MATERIAL SHOWN
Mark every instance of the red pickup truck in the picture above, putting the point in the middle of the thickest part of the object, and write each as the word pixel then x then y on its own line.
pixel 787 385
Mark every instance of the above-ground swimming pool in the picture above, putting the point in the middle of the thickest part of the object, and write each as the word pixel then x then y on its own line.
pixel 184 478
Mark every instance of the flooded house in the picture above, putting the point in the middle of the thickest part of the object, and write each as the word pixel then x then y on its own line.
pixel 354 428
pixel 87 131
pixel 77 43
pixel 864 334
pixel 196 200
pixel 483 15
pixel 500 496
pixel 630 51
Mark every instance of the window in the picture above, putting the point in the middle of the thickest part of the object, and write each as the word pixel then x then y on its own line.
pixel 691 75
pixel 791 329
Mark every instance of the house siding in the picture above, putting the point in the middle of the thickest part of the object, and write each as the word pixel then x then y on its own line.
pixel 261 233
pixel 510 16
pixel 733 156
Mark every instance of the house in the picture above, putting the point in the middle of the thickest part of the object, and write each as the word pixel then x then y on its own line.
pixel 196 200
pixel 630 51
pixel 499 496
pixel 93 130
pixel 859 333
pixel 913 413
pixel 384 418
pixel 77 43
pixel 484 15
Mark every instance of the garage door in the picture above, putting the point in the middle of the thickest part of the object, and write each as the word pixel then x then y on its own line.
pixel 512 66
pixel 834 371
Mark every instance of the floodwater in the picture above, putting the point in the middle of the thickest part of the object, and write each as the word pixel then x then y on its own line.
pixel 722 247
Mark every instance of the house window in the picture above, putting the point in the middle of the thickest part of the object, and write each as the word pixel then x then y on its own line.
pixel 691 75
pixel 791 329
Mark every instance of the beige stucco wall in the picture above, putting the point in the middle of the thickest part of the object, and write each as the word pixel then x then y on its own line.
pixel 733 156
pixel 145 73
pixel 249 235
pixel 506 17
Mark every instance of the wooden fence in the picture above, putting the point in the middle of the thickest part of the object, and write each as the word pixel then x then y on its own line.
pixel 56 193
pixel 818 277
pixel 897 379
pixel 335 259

WHAT IS EXPECTED
Full repetition needed. Write out every entry above exactly as given.

OUTPUT FOR THIS EXERCISE
Mark every instance of the red pickup truck in the picture above, putting the point in the middle of the thickest part of the object, and write each as the word pixel then x then y on its own line.
pixel 787 385
Mark every instance of the above-ground swimming pool in the picture above, putting the point in the middle of the thickest part of the object, and write each as the word pixel then x then y on its own line.
pixel 184 478
Mark every instance of the flooded house in the picture above, putting the point in the middle of the thickest part of the object, and write each as the word pixel then x then y on its own line.
pixel 354 428
pixel 87 131
pixel 77 43
pixel 864 334
pixel 196 200
pixel 483 15
pixel 500 496
pixel 630 51
Mark every instance of the window in the picture above, putting the point in the middle of the thickest part of the object, and write each as the word pixel then x then y on its own line.
pixel 691 75
pixel 791 329
Mark every instance of the house siding in the picture above, putting the point in the middle of the thickest part of the object, and write each as the word pixel then x then y on its own line.
pixel 261 233
pixel 510 16
pixel 733 156
Mark every instance of the house in the picture above, putting the point in the middle of the thickest part of the object, and write each as the word pixel then x then y on its own line.
pixel 196 200
pixel 630 51
pixel 499 496
pixel 93 130
pixel 859 333
pixel 913 413
pixel 384 418
pixel 77 43
pixel 484 15
Mark every instance of the garage door in the picture above, putting the point in the middle of the thickest part of the object, and write each as the word pixel then x then y on its own line.
pixel 512 66
pixel 834 371
Mark every instance of the floodwater in the picture above, putting the point in the middle of the thickest part of the object, and write each as the word pixel then x then y on its own line.
pixel 722 247
Mark every instance of the house window in the picture above, putting the point in the middle of the thickest part of the object, and write each as the word pixel then x then y on its own line.
pixel 691 75
pixel 791 329
Mark every instance of the beige stucco wall in the picture above, putting the point in the middle of the thickest part of the object, and write each as the word pixel then x then y on its own line.
pixel 733 156
pixel 145 73
pixel 249 235
pixel 506 17
Mark every instance of the wooden fence in the picture above, putting the point in the middle of the thickest part of the object, and write each as the word pixel then x then y on its own line.
pixel 56 193
pixel 818 277
pixel 897 379
pixel 335 259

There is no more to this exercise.